____ READING TEXT

Karunakara Tondaiman was a  general of Chola Emperor Kulottunga I. He is renowned for leading the Chola invasion of Kalinga during the reign of Kulottunga I and is the hero of Jayamkondar's poem Kalinkkattuparani  In the Parani poem he is referred to as the lord of Vandai. while in the Draksharamam inscription of Kulottunga I, he is called as Vanduvaraja and Pallavaraja. He also served as a minister under Kulothunga Chola's son and successor, Vikrama Chola.

Personal life

According to the Draksharamam inscription, his personal name was Thiruvarangan and he was the son of Sirilango of Vandalanjeri in Tirunaraiyur-nadu near Kumbakonam. He is described as a sadu(good)-vaishnava and is said to have built a Vishnu temple made of black stone in Alavely. Sir-ilan-kō is not a proper name but rather means the illustrious Yuvaraja(crown-prince) and is quite often used to refer to Lakshmana in Vaishnavite works. A queen of his called Alagiyamanavalini Mangai Ālvār is known to us from an epigraph in the Varadarajaswami temple in Kanchi.

Lankan War

The Sri Lankan vassal of the Chola kingdom during the reign of Kulottunga Chola I had betrayed the Chola sovereign and had pledged allegiance to the Sinhala king in order to become the sole ruler of the Chola province in Ceylon. When this was brought to the attention of Kulottunga Chola I, the furious king had termed the traitor, "Siva Drohi", figuratively meaning traitor of the (Shaivite) Cholas. Karunakara Tondaiman took this opportunity to show his loyalty and went on to plunder Lanka. The Karunakara Pillaiyar temple in the Jaffna peninsula was built after him. The village, Thondaimanaru, in Ceylon was also named after him.

Kalinga War

The Kalinga kingdom was then ruled by Eastern Ganga king Anantavarman Chodaganga Deva. When Kulottunga Chola held his court at Kanchi, it was brought to his attention that Anantavarman had failed to pay tribute on two occasions to the Chola sovereign. This was taken as a sign of slight for not recognising the Chola superiority and the King dispatched Karunakara Tondaiman to bring the Chalukya to his knees. Kulottunga Chola dispatched Karunakara Tondaiman to capture Anantavarman alive. Vikrama Chola, then a young prince then, was a part of the force under Karunakara Tondaiman.

________
____ DATASET

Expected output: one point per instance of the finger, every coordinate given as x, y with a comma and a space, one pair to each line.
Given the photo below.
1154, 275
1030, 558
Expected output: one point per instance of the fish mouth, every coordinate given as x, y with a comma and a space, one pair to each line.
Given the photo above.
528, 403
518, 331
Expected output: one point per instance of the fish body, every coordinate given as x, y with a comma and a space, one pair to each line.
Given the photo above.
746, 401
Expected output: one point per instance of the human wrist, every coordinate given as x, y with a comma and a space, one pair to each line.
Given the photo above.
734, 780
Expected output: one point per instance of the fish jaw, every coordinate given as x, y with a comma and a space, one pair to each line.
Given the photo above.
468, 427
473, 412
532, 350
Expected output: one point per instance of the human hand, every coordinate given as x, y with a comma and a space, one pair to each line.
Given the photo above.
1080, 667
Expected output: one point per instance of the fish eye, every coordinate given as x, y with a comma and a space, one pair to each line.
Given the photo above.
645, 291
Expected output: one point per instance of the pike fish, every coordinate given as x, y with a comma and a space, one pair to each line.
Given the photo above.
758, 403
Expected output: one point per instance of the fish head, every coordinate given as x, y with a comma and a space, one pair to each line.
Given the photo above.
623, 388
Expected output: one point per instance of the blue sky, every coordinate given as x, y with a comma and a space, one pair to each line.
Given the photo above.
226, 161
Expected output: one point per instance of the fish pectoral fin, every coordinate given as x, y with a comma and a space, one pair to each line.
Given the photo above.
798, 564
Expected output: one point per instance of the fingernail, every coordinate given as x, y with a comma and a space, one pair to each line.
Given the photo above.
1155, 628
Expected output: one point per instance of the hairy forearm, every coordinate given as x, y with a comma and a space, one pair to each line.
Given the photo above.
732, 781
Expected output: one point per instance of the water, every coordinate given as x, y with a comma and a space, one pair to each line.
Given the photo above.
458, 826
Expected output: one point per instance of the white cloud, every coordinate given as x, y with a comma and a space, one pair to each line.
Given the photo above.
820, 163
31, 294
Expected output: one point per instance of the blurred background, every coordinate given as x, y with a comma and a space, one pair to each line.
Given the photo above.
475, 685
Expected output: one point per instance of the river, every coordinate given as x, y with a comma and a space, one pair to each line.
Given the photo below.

________

= OBJECTIVE =
Reproduce word for word the part of the Karunakara Tondaiman text above, starting with "Kalinga War" and going on through "under Karunakara Tondaiman.".

= SOLUTION =
Kalinga War

The Kalinga kingdom was then ruled by Eastern Ganga king Anantavarman Chodaganga Deva. When Kulottunga Chola held his court at Kanchi, it was brought to his attention that Anantavarman had failed to pay tribute on two occasions to the Chola sovereign. This was taken as a sign of slight for not recognising the Chola superiority and the King dispatched Karunakara Tondaiman to bring the Chalukya to his knees. Kulottunga Chola dispatched Karunakara Tondaiman to capture Anantavarman alive. Vikrama Chola, then a young prince then, was a part of the force under Karunakara Tondaiman.